■ Aim of the task ■
Change every "Your answer" in the following material to "Response", leaving all other text unchanged.

## begin Records supplied

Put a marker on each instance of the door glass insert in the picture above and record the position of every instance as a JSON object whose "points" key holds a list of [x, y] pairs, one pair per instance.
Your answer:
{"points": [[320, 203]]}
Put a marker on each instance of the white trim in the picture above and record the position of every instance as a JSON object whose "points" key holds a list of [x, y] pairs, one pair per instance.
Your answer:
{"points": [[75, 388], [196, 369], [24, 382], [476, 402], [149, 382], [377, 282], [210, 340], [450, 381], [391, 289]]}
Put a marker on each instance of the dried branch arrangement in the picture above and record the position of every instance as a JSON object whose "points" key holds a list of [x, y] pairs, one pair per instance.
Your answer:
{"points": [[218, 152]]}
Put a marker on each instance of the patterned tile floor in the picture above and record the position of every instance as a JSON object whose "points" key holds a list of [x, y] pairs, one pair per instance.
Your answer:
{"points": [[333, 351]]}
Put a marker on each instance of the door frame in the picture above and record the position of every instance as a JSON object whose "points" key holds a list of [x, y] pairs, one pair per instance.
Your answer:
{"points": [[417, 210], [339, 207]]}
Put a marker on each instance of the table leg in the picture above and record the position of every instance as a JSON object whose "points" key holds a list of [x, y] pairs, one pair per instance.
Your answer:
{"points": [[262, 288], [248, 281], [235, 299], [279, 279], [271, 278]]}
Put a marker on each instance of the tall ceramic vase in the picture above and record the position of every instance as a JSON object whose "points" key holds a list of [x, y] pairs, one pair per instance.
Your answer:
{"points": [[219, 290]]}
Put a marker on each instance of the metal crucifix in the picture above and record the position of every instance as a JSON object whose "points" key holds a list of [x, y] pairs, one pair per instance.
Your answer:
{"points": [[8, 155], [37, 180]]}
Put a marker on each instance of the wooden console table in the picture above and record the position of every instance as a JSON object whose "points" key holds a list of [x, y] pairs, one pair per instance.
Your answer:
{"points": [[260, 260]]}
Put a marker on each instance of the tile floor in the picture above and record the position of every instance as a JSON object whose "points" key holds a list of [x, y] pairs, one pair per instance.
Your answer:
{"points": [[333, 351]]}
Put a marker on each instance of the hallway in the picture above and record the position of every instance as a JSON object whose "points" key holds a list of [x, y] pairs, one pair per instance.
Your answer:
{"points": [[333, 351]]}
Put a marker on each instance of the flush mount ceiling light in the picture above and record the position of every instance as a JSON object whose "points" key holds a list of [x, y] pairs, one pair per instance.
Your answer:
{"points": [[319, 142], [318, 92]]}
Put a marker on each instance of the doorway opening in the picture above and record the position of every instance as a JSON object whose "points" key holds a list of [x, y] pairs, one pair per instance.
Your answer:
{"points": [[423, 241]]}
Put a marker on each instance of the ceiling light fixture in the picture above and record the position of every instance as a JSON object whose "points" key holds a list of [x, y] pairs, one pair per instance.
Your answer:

## end Records supplied

■ Written solution ■
Put a marker on each instance of the door glass insert in the picture above and record the position of every instance as a JSON object whose "points" key holds a list of [x, y] pairs, one pair per instance.
Response:
{"points": [[320, 203]]}
Put a marker on each instance of the white trim in the picture above and record the position of every instance as a JSON object whose "points" key holds a list of [x, y] pairs, one pair per instance.
Response:
{"points": [[75, 388], [196, 369], [24, 382], [476, 402], [149, 382], [377, 282], [210, 340], [450, 381], [391, 289]]}
Put a marker on each instance of the dried branch arrangement in the picture above and record the position of every instance as a JSON object whose "points" key holds a list of [x, y] pairs, one pair per instance.
Response:
{"points": [[218, 152]]}
Put a marker on each instance of the patterned tile floor in the picture above and record the position of every instance as a JSON object whose "points" key holds a list of [x, y] pairs, one pair per instance.
Response:
{"points": [[333, 351]]}
Put a marker on each instance of the door frame in the picture above and record the position of every instance as a JSON object whose "points" key holds a list of [x, y] pairs, one pair per instance.
Response:
{"points": [[417, 210], [339, 207]]}
Put a marker on each instance of the table leg in the picture above and record the position of every instance as a JSON object whose "points" key holds a list of [x, y] pairs, one pair per instance.
Response:
{"points": [[262, 288], [248, 281], [235, 299], [279, 279], [271, 278]]}
Put a marker on each instance of the tall ceramic vase in the picture above and record the position of every instance as a JSON object whose "points" key holds a list of [x, y] pairs, one pair per instance.
Response:
{"points": [[219, 290]]}
Put a marker on each instance of the metal crucifix in the picture above and record the position of every instance as a JSON object whose "points" key holds a list of [x, y] pairs, one pair per instance.
Response:
{"points": [[8, 155], [37, 180]]}
Put a marker on each instance of the wooden console table in the picture above and record the position of every instance as a JSON object whose "points" key holds a list of [x, y] pairs, one pair per instance.
Response:
{"points": [[260, 260]]}
Put a marker on each instance of the tile floor in the picture above and record the position of every instance as a JSON object whose "points" key holds a list of [x, y] pairs, one pair per instance.
Response:
{"points": [[333, 351]]}
Put a marker on each instance of the hallway in the picture above and record the position of every instance as a JSON object whose "points" key holds a list of [x, y] pairs, one pair per instance.
Response:
{"points": [[333, 351]]}
Put a marker on each instance of the flush mount ceiling light in the picture above and record the position of every instance as a JSON object whose "points" key holds a list of [x, y] pairs, one pair per instance.
Response:
{"points": [[319, 142], [318, 92]]}
Put a marker on each instance of the doorway opening in the picture above and record the position of every instance as a JSON object whose "points" key holds a list of [x, y] pairs, one pair per instance.
Response:
{"points": [[423, 241]]}
Put a marker on each instance of the ceiling light fixture in the picture above and record the position of every instance as a JSON object whose "points" key holds a list of [x, y] pairs, one pair per instance.
Response:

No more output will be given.